Write out all of the material below line for line, changing no character.

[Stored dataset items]
########################################

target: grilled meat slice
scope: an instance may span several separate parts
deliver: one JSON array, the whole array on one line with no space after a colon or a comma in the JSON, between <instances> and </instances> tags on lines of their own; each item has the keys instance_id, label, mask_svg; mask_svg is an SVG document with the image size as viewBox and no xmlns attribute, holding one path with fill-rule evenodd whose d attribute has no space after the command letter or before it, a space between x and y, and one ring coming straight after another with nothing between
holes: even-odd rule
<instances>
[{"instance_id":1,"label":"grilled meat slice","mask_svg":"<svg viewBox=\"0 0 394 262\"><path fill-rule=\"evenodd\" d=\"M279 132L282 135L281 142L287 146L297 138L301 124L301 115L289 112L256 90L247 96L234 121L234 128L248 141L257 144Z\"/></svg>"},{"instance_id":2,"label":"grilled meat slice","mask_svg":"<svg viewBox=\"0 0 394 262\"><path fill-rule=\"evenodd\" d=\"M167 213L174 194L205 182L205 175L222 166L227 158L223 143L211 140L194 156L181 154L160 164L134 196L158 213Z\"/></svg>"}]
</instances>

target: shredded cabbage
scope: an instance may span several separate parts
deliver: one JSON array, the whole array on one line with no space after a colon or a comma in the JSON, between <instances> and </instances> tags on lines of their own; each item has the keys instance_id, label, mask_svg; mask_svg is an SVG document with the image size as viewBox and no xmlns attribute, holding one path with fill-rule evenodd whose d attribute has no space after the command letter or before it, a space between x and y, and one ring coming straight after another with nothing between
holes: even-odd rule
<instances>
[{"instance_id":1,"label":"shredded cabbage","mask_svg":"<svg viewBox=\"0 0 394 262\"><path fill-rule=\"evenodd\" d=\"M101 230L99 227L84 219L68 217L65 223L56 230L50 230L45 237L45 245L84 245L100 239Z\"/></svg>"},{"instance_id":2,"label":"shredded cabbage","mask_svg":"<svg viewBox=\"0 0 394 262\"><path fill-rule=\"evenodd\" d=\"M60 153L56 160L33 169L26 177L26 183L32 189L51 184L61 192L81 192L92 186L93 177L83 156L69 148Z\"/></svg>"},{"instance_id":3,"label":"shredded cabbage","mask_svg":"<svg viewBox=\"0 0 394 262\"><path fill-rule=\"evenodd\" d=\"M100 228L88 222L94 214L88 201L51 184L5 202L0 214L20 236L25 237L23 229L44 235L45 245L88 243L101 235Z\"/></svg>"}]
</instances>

########################################

*TASK ANSWER*:
target: grilled meat slice
scope: an instance may span several separate parts
deliver: one JSON array, the whole array on one line with no space after a colon or a comma in the JSON, between <instances> and </instances> tags on lines of their own; each item has the keys instance_id, label, mask_svg; mask_svg is an SVG document with the image size as viewBox and no xmlns attribute, holding one path with fill-rule evenodd whose d attribute has no space after the command letter or before it, a space between x and y, and one ring coming straight after another with nothing between
holes: even-odd rule
<instances>
[{"instance_id":1,"label":"grilled meat slice","mask_svg":"<svg viewBox=\"0 0 394 262\"><path fill-rule=\"evenodd\" d=\"M279 132L282 135L281 142L287 146L297 138L301 124L301 115L289 112L256 90L247 96L234 121L234 128L248 141L257 144Z\"/></svg>"},{"instance_id":2,"label":"grilled meat slice","mask_svg":"<svg viewBox=\"0 0 394 262\"><path fill-rule=\"evenodd\" d=\"M167 213L174 194L205 182L205 175L222 166L227 158L223 143L211 140L194 156L181 154L160 164L134 196L158 213Z\"/></svg>"}]
</instances>

target: shredded cabbage
scope: an instance may span several separate parts
deliver: one JSON array, the whole array on one line with no space after a colon or a comma in the JSON, between <instances> and </instances> tags on lines of their own; each item has the keys instance_id, label, mask_svg; mask_svg is an SVG document with the image size as viewBox and no xmlns attribute, holding one path with fill-rule evenodd whose d attribute has no space after the command letter or before it, a space between x and y, and one ring coming straight after another with nothing between
holes: even-odd rule
<instances>
[{"instance_id":1,"label":"shredded cabbage","mask_svg":"<svg viewBox=\"0 0 394 262\"><path fill-rule=\"evenodd\" d=\"M101 230L99 227L84 219L68 217L65 223L56 230L50 230L45 237L45 245L84 245L100 239Z\"/></svg>"},{"instance_id":2,"label":"shredded cabbage","mask_svg":"<svg viewBox=\"0 0 394 262\"><path fill-rule=\"evenodd\" d=\"M60 153L56 160L33 169L26 177L26 183L32 189L51 184L61 192L81 192L92 186L93 177L83 156L69 148Z\"/></svg>"},{"instance_id":3,"label":"shredded cabbage","mask_svg":"<svg viewBox=\"0 0 394 262\"><path fill-rule=\"evenodd\" d=\"M100 228L88 222L94 214L88 201L51 184L5 202L0 214L20 236L25 237L23 229L44 235L45 245L88 243L101 235Z\"/></svg>"}]
</instances>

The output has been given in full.